Task prompt -> Convert the listing, from its start through the line containing "[113, 112, 165, 150]", into a Markdown table with the columns Row and Line, giving each non-blank line a row number. Include only that stretch, and leave the pictures out.
::: Provided data
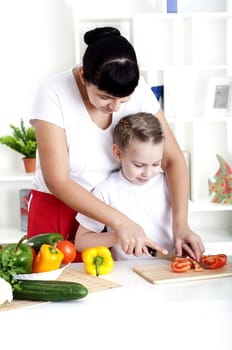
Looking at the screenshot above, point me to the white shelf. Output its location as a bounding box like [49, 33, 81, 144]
[0, 170, 34, 182]
[0, 227, 26, 244]
[191, 198, 232, 212]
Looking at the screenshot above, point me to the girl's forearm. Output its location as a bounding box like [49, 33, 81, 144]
[75, 227, 117, 252]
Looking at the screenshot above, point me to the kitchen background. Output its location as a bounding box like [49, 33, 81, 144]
[0, 0, 232, 254]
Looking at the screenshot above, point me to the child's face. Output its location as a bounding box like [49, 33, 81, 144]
[114, 140, 164, 185]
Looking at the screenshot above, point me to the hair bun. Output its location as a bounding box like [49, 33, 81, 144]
[84, 27, 121, 45]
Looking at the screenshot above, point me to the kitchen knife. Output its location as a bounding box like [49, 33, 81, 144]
[147, 246, 209, 269]
[147, 247, 175, 261]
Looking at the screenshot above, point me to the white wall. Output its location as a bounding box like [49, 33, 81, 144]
[0, 0, 75, 169]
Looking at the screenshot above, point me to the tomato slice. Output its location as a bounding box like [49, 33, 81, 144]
[171, 256, 192, 272]
[200, 254, 227, 270]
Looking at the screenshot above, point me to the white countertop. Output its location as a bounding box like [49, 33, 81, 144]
[0, 259, 232, 350]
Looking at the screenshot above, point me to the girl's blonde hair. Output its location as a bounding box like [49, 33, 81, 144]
[113, 112, 165, 150]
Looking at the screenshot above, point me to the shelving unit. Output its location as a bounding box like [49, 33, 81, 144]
[71, 0, 232, 254]
[0, 170, 33, 234]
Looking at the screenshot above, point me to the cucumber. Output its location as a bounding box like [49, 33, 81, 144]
[13, 280, 88, 301]
[26, 233, 64, 253]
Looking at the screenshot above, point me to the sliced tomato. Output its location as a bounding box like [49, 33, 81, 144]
[171, 256, 192, 272]
[200, 254, 227, 270]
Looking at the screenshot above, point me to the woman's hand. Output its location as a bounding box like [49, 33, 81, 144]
[115, 220, 168, 256]
[173, 226, 205, 260]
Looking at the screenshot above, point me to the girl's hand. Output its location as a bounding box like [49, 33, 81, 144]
[115, 220, 167, 257]
[173, 227, 205, 260]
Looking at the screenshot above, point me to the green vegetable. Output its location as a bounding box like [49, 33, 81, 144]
[13, 280, 88, 301]
[1, 236, 33, 273]
[27, 233, 64, 253]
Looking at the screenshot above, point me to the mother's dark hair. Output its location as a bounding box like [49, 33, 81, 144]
[83, 27, 139, 97]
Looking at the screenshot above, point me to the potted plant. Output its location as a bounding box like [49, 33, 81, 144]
[0, 119, 37, 172]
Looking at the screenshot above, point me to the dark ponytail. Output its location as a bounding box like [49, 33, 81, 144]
[83, 27, 139, 97]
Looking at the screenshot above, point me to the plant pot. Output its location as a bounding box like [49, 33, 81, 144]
[23, 158, 36, 173]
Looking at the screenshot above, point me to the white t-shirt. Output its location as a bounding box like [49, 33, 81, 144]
[76, 171, 173, 260]
[30, 70, 160, 192]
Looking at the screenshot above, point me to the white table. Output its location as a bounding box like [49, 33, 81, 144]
[0, 259, 232, 350]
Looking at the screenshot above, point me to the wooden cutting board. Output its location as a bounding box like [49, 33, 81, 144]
[133, 262, 232, 284]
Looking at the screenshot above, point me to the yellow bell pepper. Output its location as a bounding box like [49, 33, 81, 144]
[32, 244, 64, 273]
[81, 246, 114, 276]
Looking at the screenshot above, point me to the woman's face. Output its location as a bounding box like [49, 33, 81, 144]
[113, 140, 164, 185]
[85, 84, 131, 114]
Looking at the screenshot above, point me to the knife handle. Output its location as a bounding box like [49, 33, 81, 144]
[147, 246, 157, 257]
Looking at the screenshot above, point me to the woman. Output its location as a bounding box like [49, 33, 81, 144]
[28, 27, 204, 259]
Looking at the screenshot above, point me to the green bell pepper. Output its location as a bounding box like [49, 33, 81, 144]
[1, 236, 33, 273]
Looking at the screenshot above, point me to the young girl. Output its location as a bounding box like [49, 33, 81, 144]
[75, 113, 181, 260]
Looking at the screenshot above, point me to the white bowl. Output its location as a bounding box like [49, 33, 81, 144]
[14, 264, 70, 281]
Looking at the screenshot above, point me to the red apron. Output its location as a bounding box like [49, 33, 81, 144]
[27, 190, 82, 262]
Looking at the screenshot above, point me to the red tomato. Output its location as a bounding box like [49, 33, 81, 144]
[171, 256, 192, 272]
[56, 239, 76, 264]
[200, 254, 227, 270]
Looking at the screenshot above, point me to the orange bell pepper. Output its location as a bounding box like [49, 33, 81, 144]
[32, 244, 64, 273]
[81, 246, 114, 276]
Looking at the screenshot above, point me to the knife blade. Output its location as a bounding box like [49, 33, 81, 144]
[147, 246, 209, 269]
[147, 247, 176, 261]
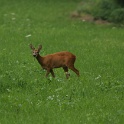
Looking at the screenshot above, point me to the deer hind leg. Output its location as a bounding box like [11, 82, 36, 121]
[63, 67, 70, 79]
[50, 69, 55, 78]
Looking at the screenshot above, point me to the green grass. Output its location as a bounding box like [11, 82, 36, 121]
[0, 0, 124, 124]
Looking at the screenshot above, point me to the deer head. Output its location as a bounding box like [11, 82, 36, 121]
[30, 44, 42, 57]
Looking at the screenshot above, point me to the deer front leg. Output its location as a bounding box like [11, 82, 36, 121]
[50, 69, 55, 78]
[46, 69, 50, 77]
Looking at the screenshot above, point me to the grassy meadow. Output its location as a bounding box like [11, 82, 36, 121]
[0, 0, 124, 124]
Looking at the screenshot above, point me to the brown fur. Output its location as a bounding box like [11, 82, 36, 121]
[30, 45, 79, 78]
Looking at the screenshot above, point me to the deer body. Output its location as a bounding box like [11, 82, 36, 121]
[30, 45, 79, 78]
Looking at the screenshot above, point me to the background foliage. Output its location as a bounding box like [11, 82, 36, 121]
[78, 0, 124, 24]
[0, 0, 124, 124]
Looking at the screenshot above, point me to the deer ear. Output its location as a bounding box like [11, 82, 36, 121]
[38, 45, 42, 52]
[29, 44, 35, 50]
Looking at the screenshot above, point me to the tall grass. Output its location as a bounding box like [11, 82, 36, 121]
[0, 0, 124, 124]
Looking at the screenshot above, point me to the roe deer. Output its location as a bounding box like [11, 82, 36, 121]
[30, 44, 79, 79]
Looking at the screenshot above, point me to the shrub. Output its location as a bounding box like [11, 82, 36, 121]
[93, 0, 116, 20]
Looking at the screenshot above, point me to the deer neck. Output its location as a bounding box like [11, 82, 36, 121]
[36, 54, 43, 66]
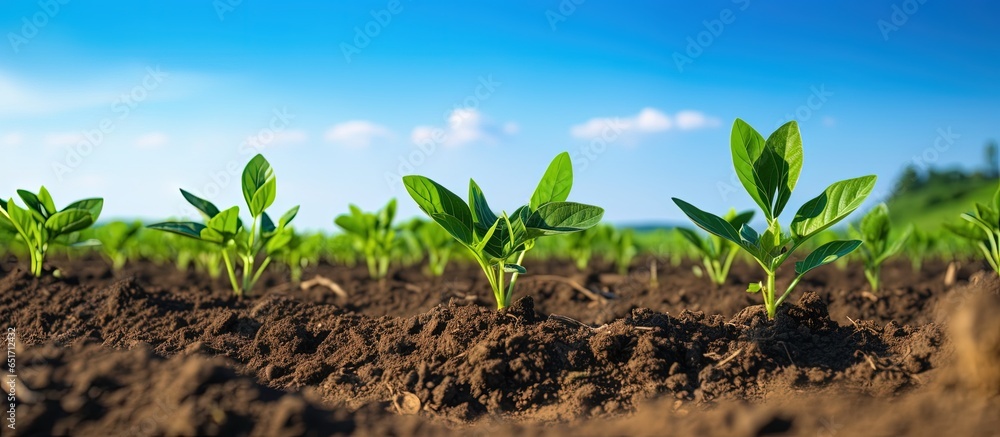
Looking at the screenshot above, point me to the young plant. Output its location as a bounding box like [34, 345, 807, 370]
::::::
Solved problem ->
| Row | Line |
|---|---|
| 1 | Looking at the screenshot above, point me to the white shelf. Output its location as a bounding box like [49, 33, 81, 144] |
| 2 | [0, 170, 34, 182] |
| 3 | [0, 227, 26, 244] |
| 4 | [191, 198, 232, 212] |
| 5 | Looking at the screenshot above, point me to the girl's forearm. Output its location as a bounding box like [49, 33, 81, 144] |
| 6 | [75, 227, 117, 252] |
| 7 | Looking at the screenshot above, point me to the kitchen background. Output its location as a bounding box like [49, 33, 81, 144] |
| 8 | [0, 0, 232, 254] |
| 9 | Looking at the screenshot above, point me to the child's face. Output its location as a bounding box like [49, 33, 81, 144] |
| 10 | [114, 140, 164, 185] |
| 11 | Looking at the screenshot above, point me to the hair bun. Output its location as a bounding box like [49, 33, 81, 144] |
| 12 | [84, 27, 121, 45] |
| 13 | Looking at the screenshot above, point me to the kitchen knife. Output its location as a bounding box like [49, 33, 81, 144] |
| 14 | [147, 246, 209, 269] |
| 15 | [147, 247, 175, 261] |
| 16 | Looking at the screenshot above, point me to the white wall. Output its location as a bounding box like [49, 33, 81, 144] |
| 17 | [0, 0, 75, 169] |
| 18 | Looking at the screenshot above, point me to the tomato slice. Output its location as a bounding box like [49, 33, 81, 144] |
| 19 | [171, 256, 192, 272] |
| 20 | [200, 254, 227, 270] |
| 21 | Looking at the screenshot above, point me to the white countertop. Output its location as a bounding box like [49, 33, 81, 144] |
| 22 | [0, 259, 232, 350] |
| 23 | Looking at the screenshot above, point me to the girl's blonde hair. Output its location as a bounding box like [49, 33, 81, 144] |
| 24 | [113, 112, 165, 150] |